> EXTRACT PROVIDED
Toxic Positivity – Why is it so dangerous?

I’ve been meaning to write this blog post for a while but never quite had the words. Hopefully the words below make sense! I’m posting this in December but it’s got nothing to do with Christmas. Although, saying that, the sentiments could definitely be applied to the festive season. 

Related: Mummying and M.E. – Surviving my first Christmas With ME CFS

Prior to becoming ill, I had honestly never heard of the phrase “toxic positivity”. I certainly didn’t know what it meant and the damage it causes those with chronic illnesses. 

What is toxic positivity? 

Put simply, “toxic positivity” is pushing for a mental state where only positive emotions are experienced or shown. It denies the existence of any emotion that would be perceived as “negative”. 

Toxic positivity represents the society in which we are told “be positive”, “turn that frown upside down”, or “chin up”; quotes that are effectively saying suck it up and get over it.

> RECORDED DATA
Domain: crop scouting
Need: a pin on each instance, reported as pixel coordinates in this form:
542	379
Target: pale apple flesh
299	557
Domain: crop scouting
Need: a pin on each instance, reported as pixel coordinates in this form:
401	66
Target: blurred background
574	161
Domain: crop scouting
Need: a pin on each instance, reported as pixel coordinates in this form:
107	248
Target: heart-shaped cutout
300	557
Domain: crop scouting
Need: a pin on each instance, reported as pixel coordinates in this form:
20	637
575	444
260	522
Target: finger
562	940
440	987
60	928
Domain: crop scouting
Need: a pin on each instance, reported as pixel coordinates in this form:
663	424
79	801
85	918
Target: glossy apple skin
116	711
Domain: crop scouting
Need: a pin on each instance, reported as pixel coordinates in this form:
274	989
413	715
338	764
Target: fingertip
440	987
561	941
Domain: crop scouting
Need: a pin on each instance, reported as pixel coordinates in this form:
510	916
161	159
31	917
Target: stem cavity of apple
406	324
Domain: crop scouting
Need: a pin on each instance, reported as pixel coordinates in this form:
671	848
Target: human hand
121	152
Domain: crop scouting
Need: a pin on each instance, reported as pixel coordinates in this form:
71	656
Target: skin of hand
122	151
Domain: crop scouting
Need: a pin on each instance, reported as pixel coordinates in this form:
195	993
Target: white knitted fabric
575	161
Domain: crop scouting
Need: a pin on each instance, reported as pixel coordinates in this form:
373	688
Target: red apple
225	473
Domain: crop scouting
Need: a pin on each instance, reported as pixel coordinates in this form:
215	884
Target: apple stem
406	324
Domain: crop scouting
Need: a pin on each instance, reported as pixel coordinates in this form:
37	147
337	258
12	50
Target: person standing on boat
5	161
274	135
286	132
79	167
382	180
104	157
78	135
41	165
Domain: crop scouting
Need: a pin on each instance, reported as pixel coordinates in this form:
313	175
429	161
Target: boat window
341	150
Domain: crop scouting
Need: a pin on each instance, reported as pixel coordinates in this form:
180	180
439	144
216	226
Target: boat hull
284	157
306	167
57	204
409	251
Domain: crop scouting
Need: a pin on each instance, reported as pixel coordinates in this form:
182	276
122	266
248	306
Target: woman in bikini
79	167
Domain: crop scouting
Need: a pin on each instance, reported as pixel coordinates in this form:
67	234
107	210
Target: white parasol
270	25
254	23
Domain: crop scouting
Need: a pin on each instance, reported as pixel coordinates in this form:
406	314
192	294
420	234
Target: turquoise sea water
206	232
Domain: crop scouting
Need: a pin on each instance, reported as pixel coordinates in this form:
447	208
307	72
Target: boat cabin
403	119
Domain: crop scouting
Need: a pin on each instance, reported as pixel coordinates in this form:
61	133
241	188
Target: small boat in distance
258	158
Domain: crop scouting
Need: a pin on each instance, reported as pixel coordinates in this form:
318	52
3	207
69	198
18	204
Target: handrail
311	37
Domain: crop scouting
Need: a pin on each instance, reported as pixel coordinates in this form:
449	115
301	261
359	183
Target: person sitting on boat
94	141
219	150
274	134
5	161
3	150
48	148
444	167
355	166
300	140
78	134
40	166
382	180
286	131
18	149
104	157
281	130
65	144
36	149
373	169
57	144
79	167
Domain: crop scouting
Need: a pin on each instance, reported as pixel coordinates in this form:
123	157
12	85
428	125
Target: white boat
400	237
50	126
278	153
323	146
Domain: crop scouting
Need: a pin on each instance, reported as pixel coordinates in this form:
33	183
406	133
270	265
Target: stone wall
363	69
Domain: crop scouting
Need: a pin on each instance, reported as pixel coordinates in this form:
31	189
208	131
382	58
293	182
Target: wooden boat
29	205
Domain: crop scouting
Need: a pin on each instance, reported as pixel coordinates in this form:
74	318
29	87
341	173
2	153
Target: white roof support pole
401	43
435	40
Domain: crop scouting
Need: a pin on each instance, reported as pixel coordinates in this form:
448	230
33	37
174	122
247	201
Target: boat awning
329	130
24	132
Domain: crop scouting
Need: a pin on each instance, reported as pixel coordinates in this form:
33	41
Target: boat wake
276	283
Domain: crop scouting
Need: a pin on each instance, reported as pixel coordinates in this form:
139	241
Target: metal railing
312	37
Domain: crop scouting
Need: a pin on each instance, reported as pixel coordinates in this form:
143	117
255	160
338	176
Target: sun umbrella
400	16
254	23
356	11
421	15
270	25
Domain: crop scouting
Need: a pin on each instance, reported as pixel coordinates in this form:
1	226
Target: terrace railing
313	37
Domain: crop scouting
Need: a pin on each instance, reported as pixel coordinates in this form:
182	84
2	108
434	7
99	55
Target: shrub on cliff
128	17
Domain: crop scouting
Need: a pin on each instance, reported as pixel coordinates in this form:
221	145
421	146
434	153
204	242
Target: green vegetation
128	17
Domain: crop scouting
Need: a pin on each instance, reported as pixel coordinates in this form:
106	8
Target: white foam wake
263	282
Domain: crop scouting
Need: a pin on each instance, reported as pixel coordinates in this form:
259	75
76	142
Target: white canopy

> WHAT TO WORK ON
[1] Revise the passage of the toxic positivity post starting with "Related: Mummying and" and going on through "with chronic illnesses.", replacing "chronic illnesses" with "long-term illnesses".
[2] Answer these questions using the toxic positivity post:
(a) In which month is the writer posting it?
(b) Before becoming ill, had the writer heard the phrase "toxic positivity"?
(c) According to the definition given, what does toxic positivity deny the existence of?
[3] List every quoted saying that, according to the toxic positivity post, society tells us.
Rely solely on the toxic positivity post for each of these.

> TASK RESULTS
[1]
Related: Mummying and M.E. – Surviving my first Christmas With ME CFS

Prior to becoming ill, I had honestly never heard of the phrase “toxic positivity”. I certainly didn’t know what it meant and the damage it causes those with long-term illnesses.

[2]
(a) December.
(b) No, the writer had never heard of it.
(c) Any emotion that would be perceived as "negative".

[3]
- "be positive"
- "turn that frown upside down"
- "chin up"